> [What to produce]
Your task is to copy the material exactly.

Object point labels
>>>

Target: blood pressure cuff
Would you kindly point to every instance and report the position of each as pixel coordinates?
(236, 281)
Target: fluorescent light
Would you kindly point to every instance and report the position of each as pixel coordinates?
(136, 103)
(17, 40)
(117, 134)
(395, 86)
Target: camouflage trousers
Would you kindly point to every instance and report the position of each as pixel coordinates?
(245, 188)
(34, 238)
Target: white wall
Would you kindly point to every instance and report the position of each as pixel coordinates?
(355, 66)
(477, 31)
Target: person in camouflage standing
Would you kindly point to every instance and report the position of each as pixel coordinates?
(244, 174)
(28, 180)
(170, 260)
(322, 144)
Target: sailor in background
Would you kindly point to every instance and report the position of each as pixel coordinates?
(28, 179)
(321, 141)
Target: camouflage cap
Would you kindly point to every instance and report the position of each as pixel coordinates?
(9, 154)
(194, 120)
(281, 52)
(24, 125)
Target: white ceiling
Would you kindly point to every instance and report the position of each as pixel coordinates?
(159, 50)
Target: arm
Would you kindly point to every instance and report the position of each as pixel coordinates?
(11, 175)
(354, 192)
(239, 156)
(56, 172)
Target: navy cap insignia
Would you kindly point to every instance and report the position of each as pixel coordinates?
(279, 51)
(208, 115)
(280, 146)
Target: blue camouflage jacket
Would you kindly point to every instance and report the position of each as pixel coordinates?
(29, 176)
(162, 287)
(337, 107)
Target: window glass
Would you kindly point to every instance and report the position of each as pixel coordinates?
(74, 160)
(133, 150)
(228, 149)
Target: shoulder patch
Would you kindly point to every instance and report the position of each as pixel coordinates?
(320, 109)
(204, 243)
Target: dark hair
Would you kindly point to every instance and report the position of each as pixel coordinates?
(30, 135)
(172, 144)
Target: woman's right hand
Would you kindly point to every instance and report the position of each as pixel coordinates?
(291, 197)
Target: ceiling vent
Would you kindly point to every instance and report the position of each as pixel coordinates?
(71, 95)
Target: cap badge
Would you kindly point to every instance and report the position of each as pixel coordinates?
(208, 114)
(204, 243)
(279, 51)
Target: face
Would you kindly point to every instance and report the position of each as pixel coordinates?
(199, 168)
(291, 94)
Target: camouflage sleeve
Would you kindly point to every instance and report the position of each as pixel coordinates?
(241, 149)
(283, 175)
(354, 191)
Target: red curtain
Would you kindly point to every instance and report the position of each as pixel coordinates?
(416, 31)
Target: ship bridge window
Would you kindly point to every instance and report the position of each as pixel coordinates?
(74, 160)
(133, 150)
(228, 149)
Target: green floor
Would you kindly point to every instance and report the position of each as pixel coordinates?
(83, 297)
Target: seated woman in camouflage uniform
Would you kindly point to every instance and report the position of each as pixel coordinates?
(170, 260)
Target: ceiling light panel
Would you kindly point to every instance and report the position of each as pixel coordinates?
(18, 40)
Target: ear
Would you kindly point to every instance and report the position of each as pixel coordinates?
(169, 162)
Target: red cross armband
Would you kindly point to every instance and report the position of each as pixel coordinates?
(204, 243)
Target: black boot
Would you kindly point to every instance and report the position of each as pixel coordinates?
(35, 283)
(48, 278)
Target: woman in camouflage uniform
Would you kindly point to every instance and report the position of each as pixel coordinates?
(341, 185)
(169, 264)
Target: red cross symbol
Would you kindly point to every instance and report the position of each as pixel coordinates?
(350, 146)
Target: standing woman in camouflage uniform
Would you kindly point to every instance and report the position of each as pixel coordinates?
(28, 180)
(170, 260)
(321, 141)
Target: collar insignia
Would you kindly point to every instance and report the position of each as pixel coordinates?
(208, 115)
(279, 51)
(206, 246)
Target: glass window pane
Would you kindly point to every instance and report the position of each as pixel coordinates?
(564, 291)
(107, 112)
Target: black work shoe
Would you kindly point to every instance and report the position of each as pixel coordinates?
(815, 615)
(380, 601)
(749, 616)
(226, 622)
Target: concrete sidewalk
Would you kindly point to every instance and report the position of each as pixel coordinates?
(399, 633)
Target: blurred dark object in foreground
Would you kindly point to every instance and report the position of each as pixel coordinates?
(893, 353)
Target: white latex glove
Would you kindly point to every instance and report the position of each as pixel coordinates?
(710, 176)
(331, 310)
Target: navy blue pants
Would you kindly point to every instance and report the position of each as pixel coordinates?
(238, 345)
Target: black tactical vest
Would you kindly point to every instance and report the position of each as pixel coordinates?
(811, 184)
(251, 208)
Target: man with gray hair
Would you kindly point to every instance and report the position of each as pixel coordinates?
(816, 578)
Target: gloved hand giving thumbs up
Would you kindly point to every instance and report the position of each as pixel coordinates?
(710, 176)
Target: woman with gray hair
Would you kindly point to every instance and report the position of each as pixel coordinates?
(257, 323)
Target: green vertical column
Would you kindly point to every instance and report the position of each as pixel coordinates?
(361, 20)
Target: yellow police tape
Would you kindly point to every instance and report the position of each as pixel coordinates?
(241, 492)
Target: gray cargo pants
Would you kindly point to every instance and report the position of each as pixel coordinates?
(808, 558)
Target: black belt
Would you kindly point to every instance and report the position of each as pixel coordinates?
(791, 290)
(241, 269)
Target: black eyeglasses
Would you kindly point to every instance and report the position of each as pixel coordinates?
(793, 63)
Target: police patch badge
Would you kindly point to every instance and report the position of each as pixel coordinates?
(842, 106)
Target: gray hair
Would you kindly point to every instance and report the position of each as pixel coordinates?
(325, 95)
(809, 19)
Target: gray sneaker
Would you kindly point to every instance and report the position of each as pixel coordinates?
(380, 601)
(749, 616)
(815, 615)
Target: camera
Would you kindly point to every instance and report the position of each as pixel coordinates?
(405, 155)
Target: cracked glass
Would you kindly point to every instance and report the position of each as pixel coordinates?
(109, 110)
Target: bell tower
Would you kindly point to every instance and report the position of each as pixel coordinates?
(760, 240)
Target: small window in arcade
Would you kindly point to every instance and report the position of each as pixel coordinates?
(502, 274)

<<<

> [Answer for the task]
Target: blood pressure cuff
Would you kindly point to every instance and report the position of each as pixel coordinates?
(236, 281)
Target: fluorescent light
Would you kindly point to every instance and report the position of each as pixel coordinates?
(136, 103)
(17, 40)
(117, 134)
(395, 86)
Target: camouflage trousers
Would you kindly point to every instance and report the position of each as pixel coordinates?
(245, 188)
(34, 238)
Target: white wall
Would you kindly point to every instance and report the position of each as pixel coordinates?
(355, 66)
(477, 31)
Target: person in camouflage standing
Would you kindly point to every instance and report the position of each as pixel coordinates?
(244, 174)
(28, 180)
(170, 260)
(322, 144)
Target: sailor in background
Would you kindly point to every instance and report the position of each as pixel coordinates?
(28, 179)
(321, 141)
Target: camouflage cap
Would you kindly point to every instance and report the position of each as pixel coordinates?
(9, 154)
(194, 120)
(281, 52)
(24, 125)
Target: white ceiling
Would you kindly point to every instance and report the position of each as pixel coordinates?
(159, 50)
Target: arm
Would you kindly point to every instance and report the position of each as pixel coordinates?
(11, 175)
(354, 192)
(239, 156)
(56, 172)
Target: navy cap insignia
Would you kindly point to every instance and report the position of each as pixel coordinates?
(279, 51)
(208, 115)
(280, 146)
Target: blue camouflage jacket
Would you kindly point to every instance and report the position of each as pixel coordinates?
(29, 176)
(162, 287)
(337, 107)
Target: window glass
Would you kindly point to every instance and report the position of each as pixel coordinates?
(74, 160)
(133, 150)
(228, 149)
Target: shoulder patch
Would you kindly point to every instance and report the position of each as pixel coordinates?
(320, 109)
(204, 243)
Target: dark hair
Would you kindly point to every instance and report the position of each as pixel coordinates?
(30, 135)
(172, 144)
Target: woman's right hand
Would you kindly point to every instance and report the position of each as pixel coordinates?
(291, 197)
Target: ceiling vent
Would you kindly point to every instance and report the position of each as pixel coordinates?
(71, 95)
Target: cap badge
Would you kindly point to every instance and report the position of each as pixel coordinates?
(208, 114)
(204, 243)
(279, 51)
Target: face
Would you kindly point to every instance and report the position of each as pixel coordinates?
(199, 168)
(291, 94)
Target: camouflage sleeve
Would you kindly point to every instance and report the position of each as pixel coordinates?
(241, 149)
(283, 175)
(354, 191)
Target: red curtain
Would you kindly point to every instance and report the position of each as pixel coordinates?
(416, 31)
Target: ship bridge window
Would you kindly point to every instance and report the position of each as pixel coordinates?
(74, 160)
(133, 150)
(228, 149)
Target: green floor
Would you kindly point to every instance and report the position of each as pixel coordinates?
(83, 297)
Target: seated woman in camouflage uniform
Would you kindly point to every instance and report the position of each as pixel coordinates?
(170, 260)
Target: ceiling light panel
Would you kindly point to every instance and report the position of each as pixel coordinates?
(18, 40)
Target: ear
Would you kindly point to every instance and report the position of each as pixel coordinates?
(169, 162)
Target: red cross armband
Would you kindly point to every instance and report the position of each as pixel coordinates?
(204, 243)
Target: black boot
Would you kindly point to every instance and report the position of each as pixel coordinates?
(35, 283)
(48, 278)
Target: woman in camouflage uniform
Would you kindly point to every instance and report the position of each as pixel coordinates?
(341, 185)
(169, 264)
Target: red cross symbol
Would you kindly point to every instance and report the position of each as pixel coordinates?
(350, 146)
Target: standing woman in camouflage uniform
Would you kindly point to every instance and report the position of each as pixel coordinates?
(28, 180)
(170, 260)
(321, 141)
Target: collar insignia
Would you kindly point to every instance and report the position of each as pixel coordinates?
(208, 115)
(279, 51)
(206, 246)
Target: glass window pane
Would you kindly point to every instance and report the position of each as pixel coordinates?
(564, 291)
(107, 112)
Target: black work shoe
Would you kindly point to every instance and report the position of each as pixel coordinates?
(815, 615)
(380, 601)
(749, 616)
(226, 622)
Target: concrete sidewalk
Would you kindly point to every instance and report the position of each as pixel coordinates?
(399, 633)
Target: blurred dark object in foreground
Would you kindly point to every instance and report the position of each as pixel coordinates?
(893, 353)
Target: white latex glove
Would you kindly point to every instance and report the position of each as pixel coordinates?
(710, 176)
(331, 310)
Target: navy blue pants
Would you kindly point to every instance and report the position of each as pixel coordinates?
(238, 345)
Target: black tactical vest
Would you kindly point to every instance and report the position of each as pixel coordinates?
(811, 184)
(251, 208)
Target: man with gray hair
Would you kindly point to every instance and report the position of each as pixel coordinates?
(816, 578)
Target: gloved hand giving thumbs up
Would you kindly point to every instance and report the position of each as pixel coordinates?
(710, 176)
Target: woman with gray hair
Would you kindly point to every instance and report the position of each as pixel coordinates?
(257, 323)
Target: green vertical column
Would you kindly point to every instance and report the position of each as pixel coordinates?
(361, 20)
Target: yellow police tape
Would you kindly point to every instance and report the position of each as pixel coordinates?
(241, 492)
Target: gray cargo pants
Would you kindly point to every instance and report the position of each as pixel coordinates?
(808, 558)
Target: black belt
Would you kindly point to every instance and report the position of each as pixel coordinates?
(791, 290)
(241, 269)
Target: black eyeglasses
Would you kindly point to every instance and report the position of each as pixel coordinates?
(793, 63)
Target: police patch badge
Would you kindly point to every instance and report the position of each as pixel coordinates?
(842, 106)
Target: gray hair
Would you kindly point to every instance and report the position of each as pixel coordinates?
(325, 95)
(809, 19)
Target: gray sneaker
Would you kindly point to every instance and report the position of each as pixel coordinates?
(380, 601)
(749, 616)
(815, 615)
Target: camera
Would you kindly point to every instance and report the position of each as pixel coordinates?
(405, 155)
Target: cracked glass
Would you kindly point to every instance and report the position of each as pixel coordinates?
(109, 110)
Target: bell tower
Would you kindly point to every instance and report the position of each as pixel coordinates?
(760, 240)
Target: small window in arcade
Would you kindly point to every instance and report the position of each as pixel coordinates?
(502, 274)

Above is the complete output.